**SET TASK A**
In the post on fptrunc semantics, update the passage starting at "The semantics of" and ending at "not** what happens." by replacing "misleading" with "confusing".
**SET TASK B**
In the post on fptrunc semantics, which x86 instruction shows up in the generated assembly for the cast?
**SET TASK C**
Proceed with the post on fptrunc semantics from the point where it stops.

**EXCERPT TO READ**
The semantics of the fptrunc instruction with an example of incorrect optimisation

I've recently been looking at how to implement in LLVM IR the rounding
of floating point values when casting using different rounding modes
and I've hit some problems.

It seems that when casting down floats to less precise types the
``fptrunc`` LLVM IR instruction is used. The LLVM language reference
suggests that it just truncates the value (which would be equivalent
to rounding towards zero) but this seems to be very misleading because
on the target I'm using (x86_64) that **is not** what happens.

Consider the following example in C

#include <stdio.h>
#include <fenv.h>
int main() {
    double x = 0.3;
    fesetround(FE_TONEAREST);
    float y = (float) x;
    printf("y (nearest):%a\n", y);
    fesetround(FE_UPWARD);
    y = (float) x;
    printf("y (upward):%a\n", y);
    fesetround(FE_DOWNWARD);
    y = (float) x;
    printf("y (downward):%a\n", y);
    return (int) y;
}

If I get the unoptimised LLVM IR for this by running ``clang -O0
float.c -emit-llvm -c -o float.clang.o0.bc`` I can see that the cast
of variable x is being handled using LLVM IR's ``fptrunc``

...
  store double 3.000000e-01, double* %x, align 8
  %call = call i32 @fesetround(i32 0) #3
  %0 = load double, double* %x, align 8
  %conv = fptrunc double %0 to float
....

If I look at the codegened assembly I see that the ``cvtsd2ss`` x86
instruction is used (how rounding is done is controlled by the MXCSR
register apparently). So this instruction might not "truncate"
depending on how MXCSR is set.

If I run the program

$ clang -O0 float.c -lm -o float.clang.o0
$ ./float.clang.o0
y (nearest):0x1.333334p-2
y (upward):0x1.333334p-2
y (downward):0x1.333332p-2

I can see that the last cast gives a different result because the
rounding mode has been changed as expected.

Now let's see what clang does when we ask it to optimize.

**STORED RECORDS**
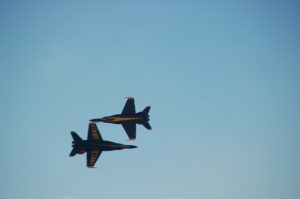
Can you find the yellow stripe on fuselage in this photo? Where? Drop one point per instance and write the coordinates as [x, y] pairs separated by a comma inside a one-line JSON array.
[[120, 119]]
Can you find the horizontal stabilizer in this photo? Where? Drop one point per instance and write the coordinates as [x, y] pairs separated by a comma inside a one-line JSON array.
[[147, 125]]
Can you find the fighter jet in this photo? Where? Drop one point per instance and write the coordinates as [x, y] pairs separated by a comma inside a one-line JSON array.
[[94, 145], [129, 118]]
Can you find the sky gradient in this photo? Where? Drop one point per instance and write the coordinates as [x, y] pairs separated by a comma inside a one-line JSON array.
[[222, 79]]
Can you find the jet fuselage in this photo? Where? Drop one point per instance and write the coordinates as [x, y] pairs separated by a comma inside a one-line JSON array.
[[85, 145], [138, 118]]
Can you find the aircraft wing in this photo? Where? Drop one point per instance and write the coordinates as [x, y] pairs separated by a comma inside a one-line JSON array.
[[92, 157], [93, 133], [130, 128], [129, 108]]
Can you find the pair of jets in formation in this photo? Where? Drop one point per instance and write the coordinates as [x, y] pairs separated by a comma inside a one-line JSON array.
[[94, 145]]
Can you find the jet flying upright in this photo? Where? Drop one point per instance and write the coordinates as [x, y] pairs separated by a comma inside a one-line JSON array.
[[129, 118], [94, 145]]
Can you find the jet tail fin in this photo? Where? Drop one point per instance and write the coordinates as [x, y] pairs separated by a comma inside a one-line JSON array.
[[75, 136], [147, 125], [146, 110], [73, 152]]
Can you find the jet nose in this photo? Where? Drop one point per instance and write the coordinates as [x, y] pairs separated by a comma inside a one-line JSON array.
[[96, 120]]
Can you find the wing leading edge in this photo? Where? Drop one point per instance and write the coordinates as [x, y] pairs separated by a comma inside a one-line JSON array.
[[93, 133], [130, 128], [92, 157]]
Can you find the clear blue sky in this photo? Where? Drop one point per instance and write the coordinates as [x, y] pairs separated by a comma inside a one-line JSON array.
[[222, 78]]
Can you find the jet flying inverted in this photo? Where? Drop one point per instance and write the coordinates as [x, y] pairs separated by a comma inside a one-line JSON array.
[[129, 118], [94, 145]]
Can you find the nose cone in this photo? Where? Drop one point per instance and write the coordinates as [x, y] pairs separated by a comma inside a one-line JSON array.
[[96, 120]]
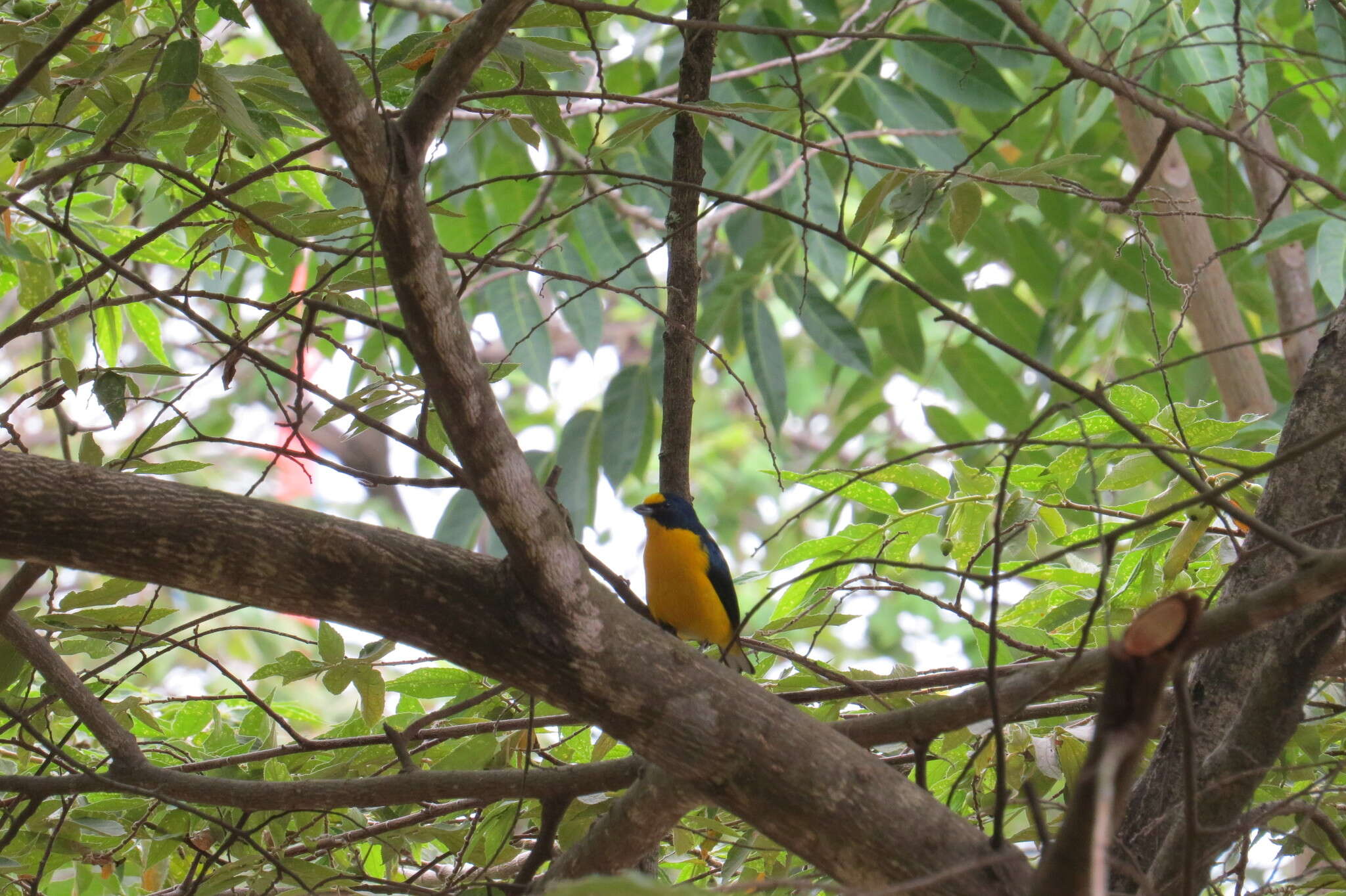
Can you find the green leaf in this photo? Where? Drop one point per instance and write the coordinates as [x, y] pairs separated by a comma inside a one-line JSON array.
[[827, 326], [108, 334], [146, 326], [964, 209], [946, 426], [108, 617], [331, 646], [522, 331], [847, 486], [338, 679], [1330, 259], [1134, 403], [524, 132], [895, 314], [549, 16], [35, 283], [765, 357], [626, 403], [916, 202], [991, 389], [172, 467], [231, 106], [290, 666], [578, 457], [913, 475], [108, 593], [954, 73], [1096, 423], [177, 73], [89, 451], [871, 204], [369, 684], [228, 10], [110, 392], [544, 109], [1134, 471], [810, 549], [431, 683]]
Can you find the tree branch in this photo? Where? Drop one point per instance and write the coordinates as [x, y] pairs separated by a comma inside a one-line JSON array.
[[1248, 696], [1215, 310], [632, 828], [39, 61], [1287, 265], [438, 93], [337, 793], [742, 747], [684, 279], [119, 742]]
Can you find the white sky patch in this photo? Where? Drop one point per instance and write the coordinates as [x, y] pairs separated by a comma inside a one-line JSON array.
[[991, 275], [908, 399], [538, 439]]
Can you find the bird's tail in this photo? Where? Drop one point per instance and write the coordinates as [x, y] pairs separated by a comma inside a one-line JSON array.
[[737, 660]]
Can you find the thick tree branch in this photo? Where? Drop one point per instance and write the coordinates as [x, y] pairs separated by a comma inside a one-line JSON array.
[[438, 93], [1197, 267], [741, 746], [570, 642], [1307, 585], [39, 61], [1248, 696], [632, 828], [1109, 79], [1287, 265], [119, 742], [337, 793], [684, 282]]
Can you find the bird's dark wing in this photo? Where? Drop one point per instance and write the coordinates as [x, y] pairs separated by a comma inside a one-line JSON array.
[[718, 572]]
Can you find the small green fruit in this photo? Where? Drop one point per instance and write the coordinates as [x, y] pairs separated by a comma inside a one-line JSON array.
[[20, 148]]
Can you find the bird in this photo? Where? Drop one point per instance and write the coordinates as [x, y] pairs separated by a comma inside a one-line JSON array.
[[687, 581]]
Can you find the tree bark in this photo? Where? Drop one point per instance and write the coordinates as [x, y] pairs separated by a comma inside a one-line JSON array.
[[1286, 264], [1213, 307], [801, 783], [684, 264], [1248, 696]]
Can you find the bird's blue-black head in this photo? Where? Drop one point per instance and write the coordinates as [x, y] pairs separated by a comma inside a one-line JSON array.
[[670, 512]]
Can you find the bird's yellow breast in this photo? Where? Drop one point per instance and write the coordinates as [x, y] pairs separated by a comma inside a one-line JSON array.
[[676, 585]]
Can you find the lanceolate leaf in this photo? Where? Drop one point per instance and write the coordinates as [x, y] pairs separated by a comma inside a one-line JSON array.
[[827, 326], [766, 358]]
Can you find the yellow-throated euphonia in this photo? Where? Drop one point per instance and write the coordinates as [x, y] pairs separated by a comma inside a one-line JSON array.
[[687, 580]]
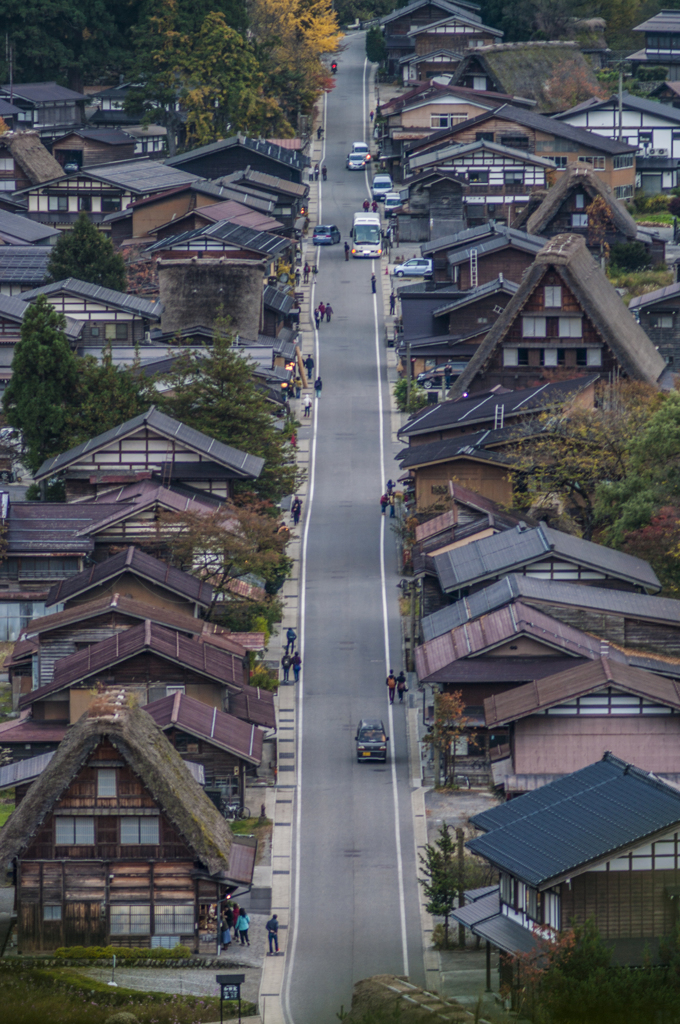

**EXERCISE RESPONSE A**
The semantics of the fptrunc instruction with an example of incorrect optimisation

I've recently been looking at how to implement in LLVM IR the rounding
of floating point values when casting using different rounding modes
and I've hit some problems.

It seems that when casting down floats to less precise types the
``fptrunc`` LLVM IR instruction is used. The LLVM language reference
suggests that it just truncates the value (which would be equivalent
to rounding towards zero) but this seems to be very confusing because
on the target I'm using (x86_64) that **is not** what happens.

**EXERCISE RESPONSE B**
cvtsd2ss

**EXERCISE RESPONSE C**
./float.clang.o3
y (nearest):0x1.333334p-2
y (upward):0x1.333334p-2
y (downward):0x1.333334p-2

The result of the last cast is wrong (note gcc at -O3 also seems to do
this) and looking at the optimized LLVM IR reveals why

define i32 @main() #0 {
entry:
  %call = tail call i32 @fesetround(i32 0) #2
  %call2 = tail call i32 (i8*, ...) @printf(i8* getelementptr inbounds
([16 x i8], [16 x i8]* @.str, i64 0, i64 0), double
0x3FD3333340000000) #2
  %call3 = tail call i32 @fesetround(i32 2048) #2
  %call6 = tail call i32 (i8*, ...) @printf(i8* getelementptr inbounds
([15 x i8], [15 x i8]* @.str.1, i64 0, i64 0), double
0x3FD3333340000000) #2
  %call7 = tail call i32 @fesetround(i32 1024) #2
  %call10 = tail call i32 (i8*, ...) @printf(i8* getelementptr
inbounds ([17 x i8], [17 x i8]* @.str.2, i64 0, i64 0), double
0x3FD3333340000000) #2
  ret i32 0
}

the cast of a constant has been constant folded incorrectly (I guess
that clang is assuming a particular rounding mode which in this case
is sometimes the wrong rounding mode).

I'm not sure if there's a good way to fix this. First I thought it
would be better if the rounding mode was an operand to ``fptrunc``
(which would make constant folding correct) but then I realized that
for codegen to be always correct, every time a ``fptrunc`` is about to
be executed the rounding mode might to be reset which most of the time
would be a very wasteful thing to do.

In general its not (at least in C) possible always know what the
rounding mode is going to be statically at any point during the
program because it's part of the currently executing thread's state.

On the other hand LLVM IR isn't supposed to be tied to C so I feel
like there ought to be away to specify how certain floating point
operations do rounding. (I think these rounding issues apply to more
than just ``fptrunc``)

Any thoughts on this? At the very least the LLVM IR documentation
needs to be more specific about how rounding is done.

Thanks,
Dan.

I've recently been looking at how to implement in LLVM IR the rounding
of floating point values when casting using different rounding modes
and I've hit some problems.

It seems that when casting down floats to less precise types the
``fptrunc`` LLVM IR instruction is used. The LLVM language reference
suggests that it just truncates the value (which would be equivalent
to rounding towards zero) but this seems to be very misleading because
on the target I'm using (x86_64) that **is not** what happens.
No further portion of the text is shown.